#### Excerpted text
************
Abstract:
An aerosol dispenser in which the material to be expelled is carried within a container in communication with a spray nozzle. An air compressor carried by the container supplies compressed air to the container to pressurize the said material. The compressor is operated by the normal vertical shaking of the assembly. The compressor may be carried within the container or attached thereto during use. In one embodiment the container may be refilled. In a second embodiment the container is separable from the compressor and may be discarded after use.

Description:
BACKGROUND OF THE INVENTION 
     It has been shown in U.S. Pat. No. 3,995,779 issued Dec. 7, 1976 to John V. Mizzi that a small compressor could be built into an aerosol can to supply compressed air for dispensing a liquid contained within the can. Since the aerosol dispenser market is primarily of the &#34;throw away&#34; or expendable type, the cost of the structure shown in this patent prevents its wide-spread use. 
     In U.S. Pat. No. 2,982,443 issued May 2, 1961, there is shown a device for dispensing a liquid and semi-solid material from a flexible walled reservoir carried within a rigid container into which air under pressure is led to squeeze the flexible reservoir and force the contents out of a dispensing nozzle. Air is forced into the container by means of a trigger which is squeezed repeatedly by the user. This is not an aerosol dispenser.
************
#### Raw data
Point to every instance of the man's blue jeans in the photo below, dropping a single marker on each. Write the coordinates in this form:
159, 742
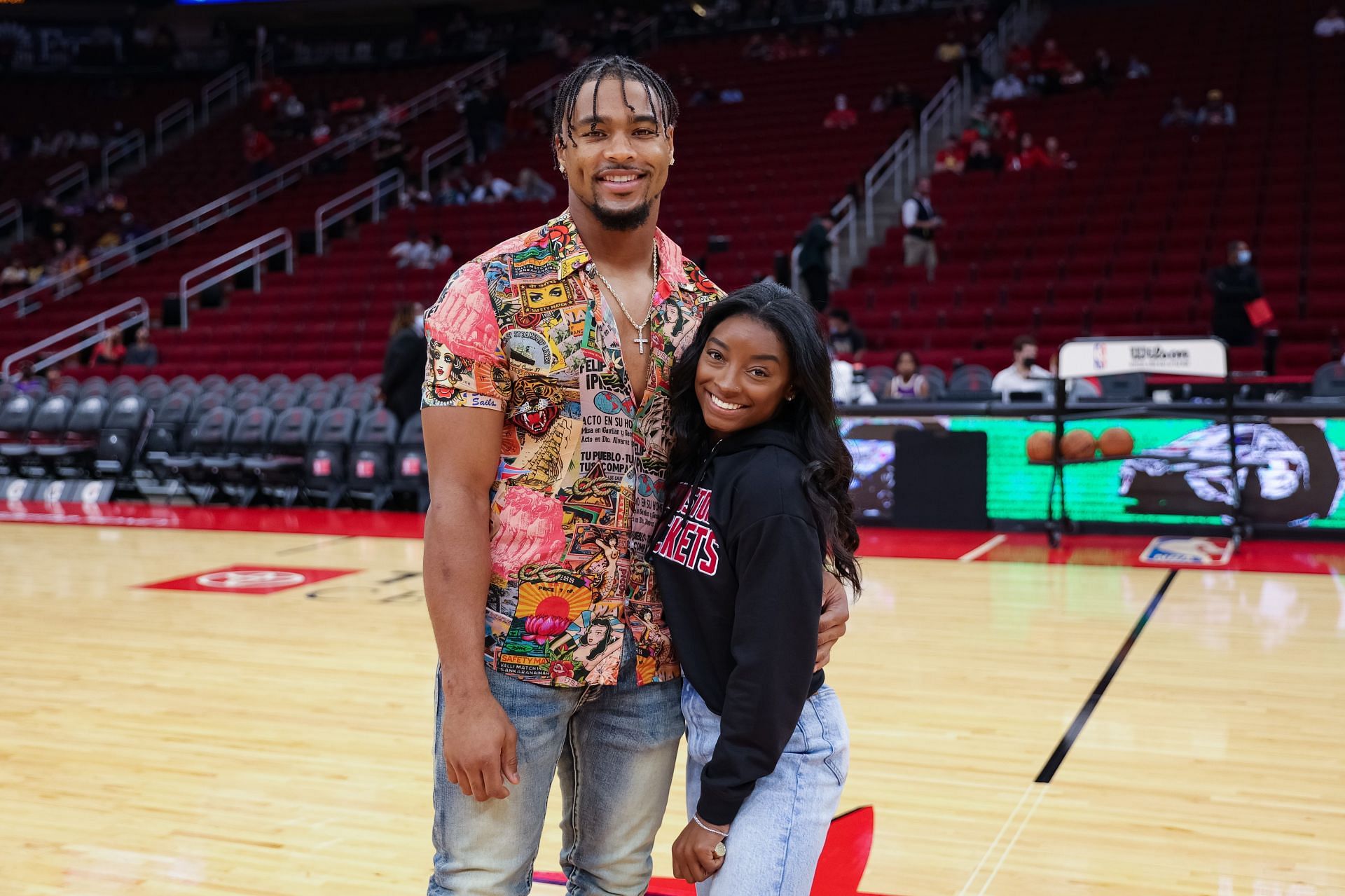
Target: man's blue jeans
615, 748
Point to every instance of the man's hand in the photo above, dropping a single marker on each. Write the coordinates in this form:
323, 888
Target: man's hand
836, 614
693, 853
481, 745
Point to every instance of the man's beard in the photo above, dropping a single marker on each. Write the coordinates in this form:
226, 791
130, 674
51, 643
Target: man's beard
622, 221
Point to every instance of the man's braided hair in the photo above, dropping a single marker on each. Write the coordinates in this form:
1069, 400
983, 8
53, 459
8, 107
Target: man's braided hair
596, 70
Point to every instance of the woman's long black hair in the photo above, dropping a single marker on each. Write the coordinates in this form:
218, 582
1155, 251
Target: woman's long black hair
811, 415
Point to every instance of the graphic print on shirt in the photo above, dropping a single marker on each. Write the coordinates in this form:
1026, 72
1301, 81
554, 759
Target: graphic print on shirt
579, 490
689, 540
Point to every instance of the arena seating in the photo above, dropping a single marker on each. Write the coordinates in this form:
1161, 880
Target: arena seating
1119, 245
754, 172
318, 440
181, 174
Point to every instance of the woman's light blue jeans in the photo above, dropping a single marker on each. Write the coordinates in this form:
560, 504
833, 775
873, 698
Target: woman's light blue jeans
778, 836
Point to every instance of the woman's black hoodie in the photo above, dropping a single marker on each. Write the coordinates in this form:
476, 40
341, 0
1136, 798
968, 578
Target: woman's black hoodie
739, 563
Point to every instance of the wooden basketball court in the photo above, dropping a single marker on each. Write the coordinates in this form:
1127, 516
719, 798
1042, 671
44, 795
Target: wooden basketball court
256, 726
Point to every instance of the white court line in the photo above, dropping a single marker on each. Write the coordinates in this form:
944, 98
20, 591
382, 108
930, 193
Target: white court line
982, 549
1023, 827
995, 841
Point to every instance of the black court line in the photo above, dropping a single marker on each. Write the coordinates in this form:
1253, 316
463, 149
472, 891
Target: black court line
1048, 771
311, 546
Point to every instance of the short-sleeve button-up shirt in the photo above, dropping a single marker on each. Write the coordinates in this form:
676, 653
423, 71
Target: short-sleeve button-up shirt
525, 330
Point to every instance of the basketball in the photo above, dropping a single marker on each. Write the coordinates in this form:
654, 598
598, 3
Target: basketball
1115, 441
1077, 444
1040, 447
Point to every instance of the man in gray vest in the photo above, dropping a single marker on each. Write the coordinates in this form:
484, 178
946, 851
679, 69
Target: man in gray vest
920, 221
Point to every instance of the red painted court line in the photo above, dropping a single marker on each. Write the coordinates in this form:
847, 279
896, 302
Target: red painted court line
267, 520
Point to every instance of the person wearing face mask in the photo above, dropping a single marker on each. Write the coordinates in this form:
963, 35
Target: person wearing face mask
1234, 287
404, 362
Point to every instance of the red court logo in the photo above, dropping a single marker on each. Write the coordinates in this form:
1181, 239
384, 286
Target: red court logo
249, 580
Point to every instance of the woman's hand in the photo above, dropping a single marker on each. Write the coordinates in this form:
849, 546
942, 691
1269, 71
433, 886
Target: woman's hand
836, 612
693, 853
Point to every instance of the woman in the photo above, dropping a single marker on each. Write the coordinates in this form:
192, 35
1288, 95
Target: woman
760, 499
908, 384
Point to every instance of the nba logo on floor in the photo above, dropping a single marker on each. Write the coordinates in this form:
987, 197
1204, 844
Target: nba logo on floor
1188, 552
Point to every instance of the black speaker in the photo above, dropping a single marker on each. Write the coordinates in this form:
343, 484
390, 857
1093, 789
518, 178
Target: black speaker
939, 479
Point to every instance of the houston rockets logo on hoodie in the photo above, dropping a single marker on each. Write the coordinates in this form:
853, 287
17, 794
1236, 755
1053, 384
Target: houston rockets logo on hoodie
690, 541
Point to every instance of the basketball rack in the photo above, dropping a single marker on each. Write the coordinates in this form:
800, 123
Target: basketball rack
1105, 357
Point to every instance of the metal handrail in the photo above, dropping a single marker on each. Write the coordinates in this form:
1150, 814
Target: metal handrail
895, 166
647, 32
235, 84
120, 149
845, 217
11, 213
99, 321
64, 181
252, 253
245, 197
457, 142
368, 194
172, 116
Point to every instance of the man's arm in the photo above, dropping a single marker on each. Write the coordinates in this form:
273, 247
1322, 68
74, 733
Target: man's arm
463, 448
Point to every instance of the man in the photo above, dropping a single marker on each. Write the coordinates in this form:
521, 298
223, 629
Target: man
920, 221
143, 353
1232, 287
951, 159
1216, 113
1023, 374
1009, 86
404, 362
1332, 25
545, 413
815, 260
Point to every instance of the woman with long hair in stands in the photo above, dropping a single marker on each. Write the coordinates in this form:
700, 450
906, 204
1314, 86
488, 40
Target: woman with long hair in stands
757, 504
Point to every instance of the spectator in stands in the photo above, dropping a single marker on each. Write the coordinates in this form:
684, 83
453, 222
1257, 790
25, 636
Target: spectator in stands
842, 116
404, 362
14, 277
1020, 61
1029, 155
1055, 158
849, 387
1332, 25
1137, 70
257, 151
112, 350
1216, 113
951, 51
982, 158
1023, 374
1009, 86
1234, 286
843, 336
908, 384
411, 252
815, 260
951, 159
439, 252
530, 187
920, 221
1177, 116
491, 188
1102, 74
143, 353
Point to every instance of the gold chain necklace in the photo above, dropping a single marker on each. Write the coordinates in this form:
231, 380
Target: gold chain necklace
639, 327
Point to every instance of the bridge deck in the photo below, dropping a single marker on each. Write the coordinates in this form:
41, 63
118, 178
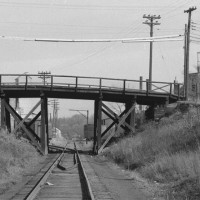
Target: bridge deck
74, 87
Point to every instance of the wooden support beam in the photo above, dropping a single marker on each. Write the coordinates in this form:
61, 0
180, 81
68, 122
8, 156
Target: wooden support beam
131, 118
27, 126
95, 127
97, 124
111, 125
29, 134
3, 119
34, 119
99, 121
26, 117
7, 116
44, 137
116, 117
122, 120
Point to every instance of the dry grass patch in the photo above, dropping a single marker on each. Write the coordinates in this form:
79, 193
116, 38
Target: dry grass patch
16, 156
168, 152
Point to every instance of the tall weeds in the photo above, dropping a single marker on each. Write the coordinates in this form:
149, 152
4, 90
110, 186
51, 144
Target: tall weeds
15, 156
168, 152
************
#### Task instructions
Resume the aerosol dispenser patent above, continuing its background section from the sentence after its last one.

#### Result of this task
     A pumping apparatus for an internal combustion engine is disclosed in U.S. Pat. No. 2,645,184 issued July 14, 1953. This patent teaches the use of a piston lightly balanced between springs within a cylinder block. Vibration of the engine causes the piston to pump the fluid into a fuel bowl. Here again, there is no aerosol dispenser suggested. 
     SUMMARY OF THE INVENTION 
     It is an object of the present invention to provide an aerosol dispenser which is operated in the same manner as conventional aerosol dispensers without the disadvantages of prior art devices. 
     Another object of the present invention is to provide a relatively inexpensive aerosol dispenser which is pressurized by the familiar operation of vertical shaking. 
     A further object of the present invention is to provide an aerosol dispenser which operates at low safe pressures while meeting conventional dispenser requirements. 
     Still another object of the present invention is to provide an aerosol dispenser which embodies the expendable concept of the aerosol dispenser market. 
     An object of the present invention is to provide an aerosol dispenser in which the propellant is air supplied by a reusable compressor. 
     A further object of the present invention is to provide an aerosol dispenser in which the reservoir for the product is refillable. 
     Other objects and features of the invention will become apparent from the following description and drawings forming part hereof.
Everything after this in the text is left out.